Begin Entries supplied

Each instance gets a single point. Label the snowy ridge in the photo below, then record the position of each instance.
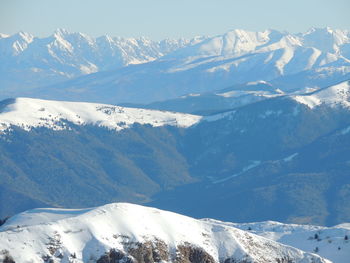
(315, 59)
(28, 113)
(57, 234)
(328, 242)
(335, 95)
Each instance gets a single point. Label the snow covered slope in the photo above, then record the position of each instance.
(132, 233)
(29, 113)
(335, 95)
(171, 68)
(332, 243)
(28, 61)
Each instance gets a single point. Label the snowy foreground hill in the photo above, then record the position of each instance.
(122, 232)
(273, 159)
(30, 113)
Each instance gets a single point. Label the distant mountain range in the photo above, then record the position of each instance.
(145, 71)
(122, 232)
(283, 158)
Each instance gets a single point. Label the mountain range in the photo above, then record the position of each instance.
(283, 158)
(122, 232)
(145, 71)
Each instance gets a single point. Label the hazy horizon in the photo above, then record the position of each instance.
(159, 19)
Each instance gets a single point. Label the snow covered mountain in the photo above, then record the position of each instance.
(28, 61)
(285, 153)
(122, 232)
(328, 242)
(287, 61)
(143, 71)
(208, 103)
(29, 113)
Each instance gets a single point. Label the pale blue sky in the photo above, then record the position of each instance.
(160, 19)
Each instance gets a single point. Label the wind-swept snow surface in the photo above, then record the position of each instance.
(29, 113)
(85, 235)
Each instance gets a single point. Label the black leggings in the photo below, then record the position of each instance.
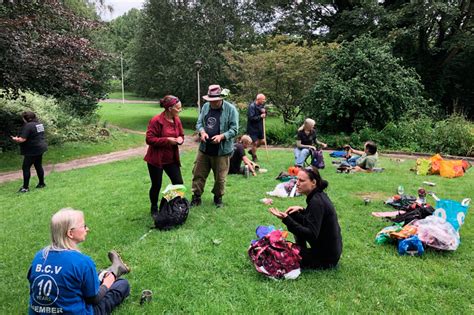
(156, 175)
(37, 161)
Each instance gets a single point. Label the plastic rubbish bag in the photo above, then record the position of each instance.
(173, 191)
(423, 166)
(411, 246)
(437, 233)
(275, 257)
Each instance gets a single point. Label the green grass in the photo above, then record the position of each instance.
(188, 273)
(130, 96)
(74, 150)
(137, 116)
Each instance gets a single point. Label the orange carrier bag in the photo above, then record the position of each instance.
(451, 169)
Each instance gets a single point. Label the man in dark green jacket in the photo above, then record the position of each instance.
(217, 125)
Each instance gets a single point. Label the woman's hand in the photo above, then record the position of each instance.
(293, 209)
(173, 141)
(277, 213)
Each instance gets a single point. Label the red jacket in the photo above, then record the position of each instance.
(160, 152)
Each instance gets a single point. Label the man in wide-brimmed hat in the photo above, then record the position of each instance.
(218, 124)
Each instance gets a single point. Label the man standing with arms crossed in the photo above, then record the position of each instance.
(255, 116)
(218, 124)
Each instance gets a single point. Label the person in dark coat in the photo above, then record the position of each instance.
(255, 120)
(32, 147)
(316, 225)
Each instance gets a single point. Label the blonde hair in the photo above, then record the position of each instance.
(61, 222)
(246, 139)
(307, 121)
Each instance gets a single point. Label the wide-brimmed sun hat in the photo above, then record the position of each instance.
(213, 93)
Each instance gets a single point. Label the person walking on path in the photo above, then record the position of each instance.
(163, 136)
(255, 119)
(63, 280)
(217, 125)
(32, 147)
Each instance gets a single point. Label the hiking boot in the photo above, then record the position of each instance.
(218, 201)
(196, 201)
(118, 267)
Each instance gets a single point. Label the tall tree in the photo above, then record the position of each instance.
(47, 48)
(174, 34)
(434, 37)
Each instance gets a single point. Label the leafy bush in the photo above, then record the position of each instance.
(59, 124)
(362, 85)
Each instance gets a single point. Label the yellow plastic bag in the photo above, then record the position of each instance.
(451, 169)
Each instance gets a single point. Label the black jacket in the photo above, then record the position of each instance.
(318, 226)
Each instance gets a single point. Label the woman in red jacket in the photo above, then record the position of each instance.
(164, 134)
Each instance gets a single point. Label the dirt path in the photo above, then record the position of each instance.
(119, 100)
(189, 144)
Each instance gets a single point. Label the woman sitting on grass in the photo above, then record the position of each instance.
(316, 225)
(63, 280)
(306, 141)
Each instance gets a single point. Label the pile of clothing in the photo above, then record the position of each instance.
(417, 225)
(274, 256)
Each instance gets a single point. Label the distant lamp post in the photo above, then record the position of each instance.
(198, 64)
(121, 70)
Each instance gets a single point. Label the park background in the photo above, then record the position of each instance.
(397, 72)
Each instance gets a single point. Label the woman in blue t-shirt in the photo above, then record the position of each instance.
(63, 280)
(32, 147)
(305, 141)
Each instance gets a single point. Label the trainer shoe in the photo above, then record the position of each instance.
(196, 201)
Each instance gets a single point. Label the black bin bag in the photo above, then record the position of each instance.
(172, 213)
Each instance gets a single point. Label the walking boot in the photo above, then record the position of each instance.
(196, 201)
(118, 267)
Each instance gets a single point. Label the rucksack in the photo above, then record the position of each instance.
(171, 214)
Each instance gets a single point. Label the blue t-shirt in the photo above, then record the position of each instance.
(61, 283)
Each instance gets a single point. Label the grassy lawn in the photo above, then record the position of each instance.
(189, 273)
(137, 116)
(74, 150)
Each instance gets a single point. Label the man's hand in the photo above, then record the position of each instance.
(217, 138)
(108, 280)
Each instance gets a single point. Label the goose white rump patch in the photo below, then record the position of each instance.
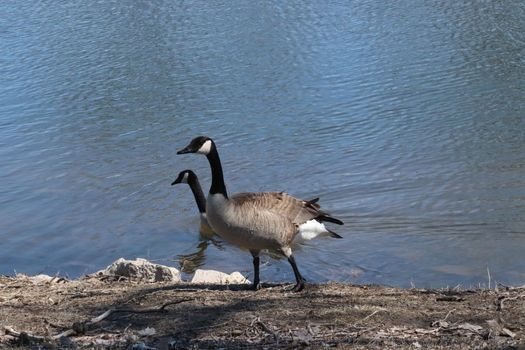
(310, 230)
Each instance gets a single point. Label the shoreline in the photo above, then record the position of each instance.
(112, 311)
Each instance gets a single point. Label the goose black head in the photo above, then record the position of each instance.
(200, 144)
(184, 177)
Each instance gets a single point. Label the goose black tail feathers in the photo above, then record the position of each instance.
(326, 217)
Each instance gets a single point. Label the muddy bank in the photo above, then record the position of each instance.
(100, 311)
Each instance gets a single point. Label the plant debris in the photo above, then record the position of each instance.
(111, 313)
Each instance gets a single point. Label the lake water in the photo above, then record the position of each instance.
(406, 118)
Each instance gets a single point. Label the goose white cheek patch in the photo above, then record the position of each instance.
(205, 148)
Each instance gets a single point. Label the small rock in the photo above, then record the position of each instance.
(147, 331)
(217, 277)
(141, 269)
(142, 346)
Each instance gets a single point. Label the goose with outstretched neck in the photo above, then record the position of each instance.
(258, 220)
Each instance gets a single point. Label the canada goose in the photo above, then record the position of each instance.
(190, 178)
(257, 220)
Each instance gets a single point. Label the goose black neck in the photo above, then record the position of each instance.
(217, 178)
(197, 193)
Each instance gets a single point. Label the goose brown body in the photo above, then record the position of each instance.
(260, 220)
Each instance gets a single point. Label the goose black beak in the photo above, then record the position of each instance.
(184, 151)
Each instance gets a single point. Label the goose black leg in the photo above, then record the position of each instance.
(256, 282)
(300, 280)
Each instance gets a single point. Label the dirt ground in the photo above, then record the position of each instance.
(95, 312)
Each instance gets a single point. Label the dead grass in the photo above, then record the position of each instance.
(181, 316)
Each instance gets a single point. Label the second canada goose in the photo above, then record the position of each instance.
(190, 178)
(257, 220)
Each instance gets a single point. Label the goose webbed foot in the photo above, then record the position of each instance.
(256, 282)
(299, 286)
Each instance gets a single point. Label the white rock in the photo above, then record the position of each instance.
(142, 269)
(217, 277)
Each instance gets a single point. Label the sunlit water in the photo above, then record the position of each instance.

End Entries supplied

- What you need to do: Write out exactly the final stretch of the records: the line containing "Each instance gets a single point. Label the plant" and every line after it, through the last, and nothing else.

- Result:
Each instance gets a single point. Label the plant debris in the photo above, then record the position of each instance.
(111, 313)
Each instance gets a single point. Label the lake water in the photo above, then record the position of each instance.
(406, 118)
Each instance gets a single point. Label the goose white cheek patch in the photo above, then record the position of each instance.
(205, 148)
Each instance gets a single point. Label the small rock in the photo above, then record the position of each instance.
(147, 331)
(217, 277)
(141, 269)
(142, 346)
Each instance gets a single point. Label the goose with outstretched neck in the photo above, then record the position of each instance.
(258, 220)
Each instance gets a single point. Label the canada goose in the photo above, then record the position of each instance.
(190, 178)
(257, 220)
Each instance gets a single point. Label the goose black neck in the photo above, then record the position of each instance.
(217, 178)
(197, 193)
Each instance gets a single point. Label the goose brown body in the photo above, then record the position of each instance.
(260, 220)
Each instance gets a single point. Label the goose black beak in the photo above, then record the position of each instance.
(184, 151)
Each instance gets a single point. Label the goose black leg in the photo above, then record the position of each instance.
(256, 282)
(300, 280)
Each instance gets a single point. Label the dirt ground in the photo above, then record the position of each instance.
(95, 312)
Each instance gets a single point. Label the dead grass in the photo above, then record the position of each instance.
(181, 316)
Each instance gets a single point. Label the second canada goose in the photo above, then record the position of each instance.
(190, 178)
(257, 220)
Each instance gets a single point. Label the goose webbed foot in the photo above, then record the position of each instance.
(256, 282)
(299, 286)
Each instance gets a single point. Label the white rock in the photo above, then record the position of each instance.
(142, 269)
(217, 277)
Each instance gets a single point. Label the sunlit water in the photo above, then record the position of each instance.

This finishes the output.